### Trecho do documento ###

De acordo com a Comurg, a opção por alugar e não adquirir o maquinário se deve ao alto custo na compra do equipamento (na Locagyn cada veículo custa R$ 295 mil). No contrato com a Locagyn, cada pá carregadeira com retroescavadeira de pneus custará ao contribuinte R$ 23.890,91 por mês. Considerando a despesa mensal com o pagamento da locação, R$ 143.345,46, a estatal poderia ser dona dos 12 veículos em um ano. Bastaria, por exemplo, comprar na Navesa, onde a marca Massey Ferguson é comercializada por R$ 210 mil cada.
A empresa municipal adiantou, por intermédio da sua assessoria de imprensa, que o número ideal desse tipo de veículo seria de 90. Entretanto não há recursos para custear esta frota, assim como inexiste um quadro funcional capaz de operar todos os veículos. A estatal ressalta, porém, que apesar de não ser ideal, a atual frota é capaz de atender de maneira aceitável a demanda goianiense.
De acordo com o site da Comurg, atualmente a empresa atua na limpeza urbana dos logradouros públicos, coleta do lixo doméstico, coleta do lixo hospitalar, administração do aterro sanitário de Goiânia, execução do programa de coleta seletiva, construção e manutenção de praças e parques, troca de lâmpadas e execução de diversos programas de iluminação pública. O equipamento alugado será utilizado na execução diária dos trabalhos de remoção de entulhos, galhos, lixo, retiradas e reposição de terra dentro de praças e outros locais.
Operando há 16 anos no mercado, a Locagyn, que é de propriedade de Geraldo Lúcio da Silva Girundi, é considerada uma das maiores no segmento de locação de maquinário, equipamentos para construção e escoramento. Com filiais no Distrito Federal e Tocantins, a Locagyn é uma das 17 representantes oficiais de maquinários da JCB no Brasil. O fundador da JCB é o inventor da retroescavadeira.

### Os dados ###

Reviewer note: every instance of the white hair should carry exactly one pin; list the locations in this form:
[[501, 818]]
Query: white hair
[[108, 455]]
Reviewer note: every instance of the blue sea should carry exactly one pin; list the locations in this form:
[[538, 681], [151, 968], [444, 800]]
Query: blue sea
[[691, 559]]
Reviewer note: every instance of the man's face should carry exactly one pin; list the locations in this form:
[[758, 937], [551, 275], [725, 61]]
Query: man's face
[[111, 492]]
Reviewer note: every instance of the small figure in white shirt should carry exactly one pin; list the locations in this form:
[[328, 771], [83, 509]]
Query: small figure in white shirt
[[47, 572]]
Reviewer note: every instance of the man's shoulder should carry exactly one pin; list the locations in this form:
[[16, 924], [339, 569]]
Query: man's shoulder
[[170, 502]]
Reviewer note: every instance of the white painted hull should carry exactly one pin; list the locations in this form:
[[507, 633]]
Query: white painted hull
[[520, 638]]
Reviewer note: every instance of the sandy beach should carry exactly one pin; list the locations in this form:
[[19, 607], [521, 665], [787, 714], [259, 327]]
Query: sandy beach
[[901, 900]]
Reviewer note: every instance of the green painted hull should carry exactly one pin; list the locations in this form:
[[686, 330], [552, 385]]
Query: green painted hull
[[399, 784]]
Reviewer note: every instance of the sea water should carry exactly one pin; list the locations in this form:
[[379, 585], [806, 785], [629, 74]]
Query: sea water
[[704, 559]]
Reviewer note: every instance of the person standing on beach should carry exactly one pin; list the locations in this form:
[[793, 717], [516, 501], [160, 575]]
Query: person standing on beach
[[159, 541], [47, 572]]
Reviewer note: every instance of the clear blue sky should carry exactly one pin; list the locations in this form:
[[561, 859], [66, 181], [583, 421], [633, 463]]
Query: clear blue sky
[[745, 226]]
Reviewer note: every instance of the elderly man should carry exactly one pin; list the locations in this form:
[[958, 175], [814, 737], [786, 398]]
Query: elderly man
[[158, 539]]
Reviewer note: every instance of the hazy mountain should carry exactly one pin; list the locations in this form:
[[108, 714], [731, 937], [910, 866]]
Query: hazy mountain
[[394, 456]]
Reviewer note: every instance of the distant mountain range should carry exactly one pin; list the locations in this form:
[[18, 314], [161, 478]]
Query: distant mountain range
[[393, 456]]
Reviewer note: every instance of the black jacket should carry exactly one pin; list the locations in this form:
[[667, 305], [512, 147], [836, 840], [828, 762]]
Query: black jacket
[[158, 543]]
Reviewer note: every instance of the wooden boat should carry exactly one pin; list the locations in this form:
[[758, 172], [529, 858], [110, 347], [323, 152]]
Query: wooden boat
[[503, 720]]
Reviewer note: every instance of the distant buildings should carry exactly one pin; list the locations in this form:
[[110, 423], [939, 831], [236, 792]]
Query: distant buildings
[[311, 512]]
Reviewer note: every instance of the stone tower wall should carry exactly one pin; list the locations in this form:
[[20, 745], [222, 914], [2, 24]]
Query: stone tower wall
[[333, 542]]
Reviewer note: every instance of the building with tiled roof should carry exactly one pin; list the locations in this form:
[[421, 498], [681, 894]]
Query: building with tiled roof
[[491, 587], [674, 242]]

###

## Tarefas a realizar
1. Segundo o texto sobre a Comurg, quanto custa cada veículo na Locagyn?
2. Duplique fielmente o trecho do texto sobre a Comurg que começa em "De acordo com o" e termina em "e outros locais.".
3. Retome o texto sobre a Comurg e escreva a continuação a partir do ponto em que ele para.

## Respostas da atividade
1. Cada veículo custa R$ 295 mil na Locagyn.

2.
De acordo com o site da Comurg, atualmente a empresa atua na limpeza urbana dos logradouros públicos, coleta do lixo doméstico, coleta do lixo hospitalar, administração do aterro sanitário de Goiânia, execução do programa de coleta seletiva, construção e manutenção de praças e parques, troca de lâmpadas e execução de diversos programas de iluminação pública. O equipamento alugado será utilizado na execução diária dos trabalhos de remoção de entulhos, galhos, lixo, retiradas e reposição de terra dentro de praças e outros locais.

3.
Desordem
Para o titular da 89ª Promotoria de Justiça de Goiânia, com atuação na defesa do patrimônio público, promotor de Justiça Fernando Krebs, que investiga outros contratos para locação de veículos pela Comurg, supostamente lesivos ao erário municipal, aparentemente há uma ausência de planejamento nas aquisições e compras de maquinário.
Ele explica que quando acontece algum problema com o processo licitatório, o dirigente público tem a opção de realizar uma compra direta do produto demandado. Ao não fazê-lo, há uma opção por prorrogar um contrato de locação em vigor ou buscar um novo contrato, o que tende a se configurar em um ato antieconômico, resultando em prejuízo ao erário.
O promotor Krebs adianta que, em se constatando ações lesivas, os dirigentes da Comurg podem responder por improbidade administrativa. A estatal municipal, por sua vez, afirmou estar à disposição do Ministério Público para necessários esclarecimentos.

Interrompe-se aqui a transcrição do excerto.